_Excerpt from a dataset_
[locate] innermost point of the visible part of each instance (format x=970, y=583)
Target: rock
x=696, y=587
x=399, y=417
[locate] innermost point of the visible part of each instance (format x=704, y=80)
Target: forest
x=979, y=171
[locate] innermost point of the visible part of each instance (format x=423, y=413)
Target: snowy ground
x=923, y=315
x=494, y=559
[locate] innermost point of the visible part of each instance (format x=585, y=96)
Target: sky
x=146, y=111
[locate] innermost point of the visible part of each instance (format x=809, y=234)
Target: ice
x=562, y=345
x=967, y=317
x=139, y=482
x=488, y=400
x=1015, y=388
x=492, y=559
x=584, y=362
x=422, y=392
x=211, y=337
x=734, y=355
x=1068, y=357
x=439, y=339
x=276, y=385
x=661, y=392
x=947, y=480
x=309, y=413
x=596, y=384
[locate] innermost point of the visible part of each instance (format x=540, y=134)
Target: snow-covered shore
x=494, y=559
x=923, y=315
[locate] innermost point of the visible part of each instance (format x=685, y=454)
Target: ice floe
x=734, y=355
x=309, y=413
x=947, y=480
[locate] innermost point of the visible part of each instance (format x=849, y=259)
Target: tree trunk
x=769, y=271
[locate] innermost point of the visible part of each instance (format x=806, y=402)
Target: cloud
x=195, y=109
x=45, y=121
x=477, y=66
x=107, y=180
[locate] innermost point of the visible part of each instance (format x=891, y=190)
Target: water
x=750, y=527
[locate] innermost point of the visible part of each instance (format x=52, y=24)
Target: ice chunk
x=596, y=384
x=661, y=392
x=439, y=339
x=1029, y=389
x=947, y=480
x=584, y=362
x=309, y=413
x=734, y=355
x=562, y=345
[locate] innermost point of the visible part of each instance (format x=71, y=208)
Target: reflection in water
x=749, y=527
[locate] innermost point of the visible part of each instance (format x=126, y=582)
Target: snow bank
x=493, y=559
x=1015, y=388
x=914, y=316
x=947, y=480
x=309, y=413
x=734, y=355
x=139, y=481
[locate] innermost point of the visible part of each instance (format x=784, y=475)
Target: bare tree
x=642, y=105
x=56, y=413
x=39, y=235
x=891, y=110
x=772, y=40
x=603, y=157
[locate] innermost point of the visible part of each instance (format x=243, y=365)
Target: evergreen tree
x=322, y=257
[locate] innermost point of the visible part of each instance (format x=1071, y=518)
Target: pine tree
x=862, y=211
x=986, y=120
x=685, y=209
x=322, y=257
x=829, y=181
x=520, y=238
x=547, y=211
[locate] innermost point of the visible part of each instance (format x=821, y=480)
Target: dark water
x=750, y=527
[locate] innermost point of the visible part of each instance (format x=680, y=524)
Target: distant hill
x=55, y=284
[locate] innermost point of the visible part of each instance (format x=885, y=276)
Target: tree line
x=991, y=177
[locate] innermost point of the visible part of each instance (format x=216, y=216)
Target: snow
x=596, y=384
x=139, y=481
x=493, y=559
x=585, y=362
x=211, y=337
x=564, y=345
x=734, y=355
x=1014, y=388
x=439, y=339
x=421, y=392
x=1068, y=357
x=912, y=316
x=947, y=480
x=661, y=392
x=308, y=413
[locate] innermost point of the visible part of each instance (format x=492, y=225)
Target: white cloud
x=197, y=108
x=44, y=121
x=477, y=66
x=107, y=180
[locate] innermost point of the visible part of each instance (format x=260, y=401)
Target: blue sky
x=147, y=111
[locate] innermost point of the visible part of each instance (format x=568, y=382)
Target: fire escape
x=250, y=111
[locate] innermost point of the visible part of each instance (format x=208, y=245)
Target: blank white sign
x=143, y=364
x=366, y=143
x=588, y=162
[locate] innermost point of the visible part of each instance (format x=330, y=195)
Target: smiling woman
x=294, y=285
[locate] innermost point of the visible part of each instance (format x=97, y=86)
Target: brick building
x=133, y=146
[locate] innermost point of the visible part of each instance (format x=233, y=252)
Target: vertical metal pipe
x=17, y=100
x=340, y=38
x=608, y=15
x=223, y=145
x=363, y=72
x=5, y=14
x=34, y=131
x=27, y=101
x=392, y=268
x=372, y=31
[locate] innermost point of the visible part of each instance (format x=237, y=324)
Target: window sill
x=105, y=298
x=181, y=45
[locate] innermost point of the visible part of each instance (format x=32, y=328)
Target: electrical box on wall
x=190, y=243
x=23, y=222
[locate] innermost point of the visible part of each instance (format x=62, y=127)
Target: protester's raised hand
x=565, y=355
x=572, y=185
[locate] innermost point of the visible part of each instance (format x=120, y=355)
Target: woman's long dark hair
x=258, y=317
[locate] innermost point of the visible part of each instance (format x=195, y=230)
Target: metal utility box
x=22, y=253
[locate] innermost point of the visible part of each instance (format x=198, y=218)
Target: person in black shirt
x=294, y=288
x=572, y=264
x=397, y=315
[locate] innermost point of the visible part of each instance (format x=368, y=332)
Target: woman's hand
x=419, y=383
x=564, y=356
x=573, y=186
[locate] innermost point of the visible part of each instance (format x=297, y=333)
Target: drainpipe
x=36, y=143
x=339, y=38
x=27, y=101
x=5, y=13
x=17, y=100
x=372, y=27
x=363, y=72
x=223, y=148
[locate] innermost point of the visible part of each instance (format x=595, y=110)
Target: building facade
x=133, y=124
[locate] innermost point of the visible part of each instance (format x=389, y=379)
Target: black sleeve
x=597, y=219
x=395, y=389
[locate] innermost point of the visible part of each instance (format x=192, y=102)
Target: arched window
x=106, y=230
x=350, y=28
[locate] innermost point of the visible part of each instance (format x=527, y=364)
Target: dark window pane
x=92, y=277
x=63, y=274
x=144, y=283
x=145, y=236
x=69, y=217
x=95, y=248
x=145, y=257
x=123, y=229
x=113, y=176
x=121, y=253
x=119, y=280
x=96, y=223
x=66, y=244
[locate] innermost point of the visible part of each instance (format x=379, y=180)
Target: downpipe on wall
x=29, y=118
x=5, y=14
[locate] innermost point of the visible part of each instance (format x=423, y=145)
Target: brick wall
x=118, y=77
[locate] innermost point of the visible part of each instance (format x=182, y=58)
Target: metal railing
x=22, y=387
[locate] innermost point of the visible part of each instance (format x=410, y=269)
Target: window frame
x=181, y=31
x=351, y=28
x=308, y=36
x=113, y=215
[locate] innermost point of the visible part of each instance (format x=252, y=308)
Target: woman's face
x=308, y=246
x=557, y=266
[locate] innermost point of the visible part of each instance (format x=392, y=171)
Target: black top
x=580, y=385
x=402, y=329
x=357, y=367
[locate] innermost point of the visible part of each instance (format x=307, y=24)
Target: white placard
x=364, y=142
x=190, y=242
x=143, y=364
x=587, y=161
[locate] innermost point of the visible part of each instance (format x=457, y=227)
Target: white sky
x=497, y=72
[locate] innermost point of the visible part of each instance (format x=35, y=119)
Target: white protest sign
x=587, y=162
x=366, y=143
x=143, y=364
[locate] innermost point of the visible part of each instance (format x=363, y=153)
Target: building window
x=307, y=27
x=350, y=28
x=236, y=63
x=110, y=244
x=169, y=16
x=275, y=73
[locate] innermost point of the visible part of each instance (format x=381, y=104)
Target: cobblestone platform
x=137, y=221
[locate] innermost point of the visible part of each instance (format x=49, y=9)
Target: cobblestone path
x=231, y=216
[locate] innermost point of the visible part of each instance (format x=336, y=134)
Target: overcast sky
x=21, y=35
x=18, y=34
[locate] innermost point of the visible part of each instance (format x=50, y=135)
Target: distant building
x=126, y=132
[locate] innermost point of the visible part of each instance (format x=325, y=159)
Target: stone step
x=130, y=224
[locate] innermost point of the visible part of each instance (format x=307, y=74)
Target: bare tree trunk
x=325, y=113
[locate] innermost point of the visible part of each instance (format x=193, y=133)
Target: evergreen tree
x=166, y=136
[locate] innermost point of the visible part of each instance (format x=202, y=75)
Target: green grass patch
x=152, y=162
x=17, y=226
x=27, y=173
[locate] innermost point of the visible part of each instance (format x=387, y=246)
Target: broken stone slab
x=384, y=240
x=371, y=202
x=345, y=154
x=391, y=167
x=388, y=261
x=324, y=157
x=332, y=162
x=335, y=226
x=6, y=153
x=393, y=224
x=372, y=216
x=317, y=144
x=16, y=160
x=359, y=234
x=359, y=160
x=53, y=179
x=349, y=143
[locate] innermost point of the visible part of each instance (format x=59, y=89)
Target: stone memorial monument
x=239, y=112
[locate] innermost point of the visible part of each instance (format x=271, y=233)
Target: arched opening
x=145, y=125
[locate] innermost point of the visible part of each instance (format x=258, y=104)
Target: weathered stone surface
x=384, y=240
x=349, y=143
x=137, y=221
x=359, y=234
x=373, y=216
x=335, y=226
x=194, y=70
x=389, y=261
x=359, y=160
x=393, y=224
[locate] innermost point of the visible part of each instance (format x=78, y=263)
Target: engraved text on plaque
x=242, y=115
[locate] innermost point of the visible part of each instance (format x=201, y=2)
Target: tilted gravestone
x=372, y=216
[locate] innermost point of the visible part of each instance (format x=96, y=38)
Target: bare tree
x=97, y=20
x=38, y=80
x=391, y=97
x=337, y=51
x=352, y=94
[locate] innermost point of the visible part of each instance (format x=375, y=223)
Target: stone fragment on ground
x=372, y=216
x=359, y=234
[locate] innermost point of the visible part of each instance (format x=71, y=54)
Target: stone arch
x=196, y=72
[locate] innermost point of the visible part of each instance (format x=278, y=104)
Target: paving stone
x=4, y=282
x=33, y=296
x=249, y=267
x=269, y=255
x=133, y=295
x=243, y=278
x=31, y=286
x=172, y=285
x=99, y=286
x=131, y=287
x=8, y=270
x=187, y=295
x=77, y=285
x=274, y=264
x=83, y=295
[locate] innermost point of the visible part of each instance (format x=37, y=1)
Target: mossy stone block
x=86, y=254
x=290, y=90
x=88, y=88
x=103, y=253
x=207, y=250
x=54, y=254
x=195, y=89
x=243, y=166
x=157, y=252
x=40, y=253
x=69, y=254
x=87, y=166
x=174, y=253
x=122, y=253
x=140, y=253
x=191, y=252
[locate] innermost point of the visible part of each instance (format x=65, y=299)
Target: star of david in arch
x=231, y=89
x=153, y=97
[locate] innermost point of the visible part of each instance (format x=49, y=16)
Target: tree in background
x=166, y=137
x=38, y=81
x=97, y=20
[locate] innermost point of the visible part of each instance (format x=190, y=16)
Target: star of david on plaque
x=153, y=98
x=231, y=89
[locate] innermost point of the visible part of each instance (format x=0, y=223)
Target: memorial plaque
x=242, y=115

_PROBLEM REQUIREMENTS_
Only the lines from the one containing "(format x=65, y=299)" through the end of the entries above belong in the answer; repeat them exactly.

_RESULT OF THE TASK_
[locate] innermost point of the visible part of each instance (format x=65, y=299)
Target: star of david in arch
x=231, y=89
x=153, y=97
[locate] innermost point of the visible part of each instance (format x=49, y=16)
Target: tree in background
x=166, y=137
x=38, y=81
x=97, y=20
[locate] innermost point of the visible part of each instance (format x=190, y=16)
Target: star of david on plaque
x=153, y=98
x=231, y=89
[locate] innermost point of the visible part of each instance (format x=0, y=223)
Target: memorial plaque
x=242, y=115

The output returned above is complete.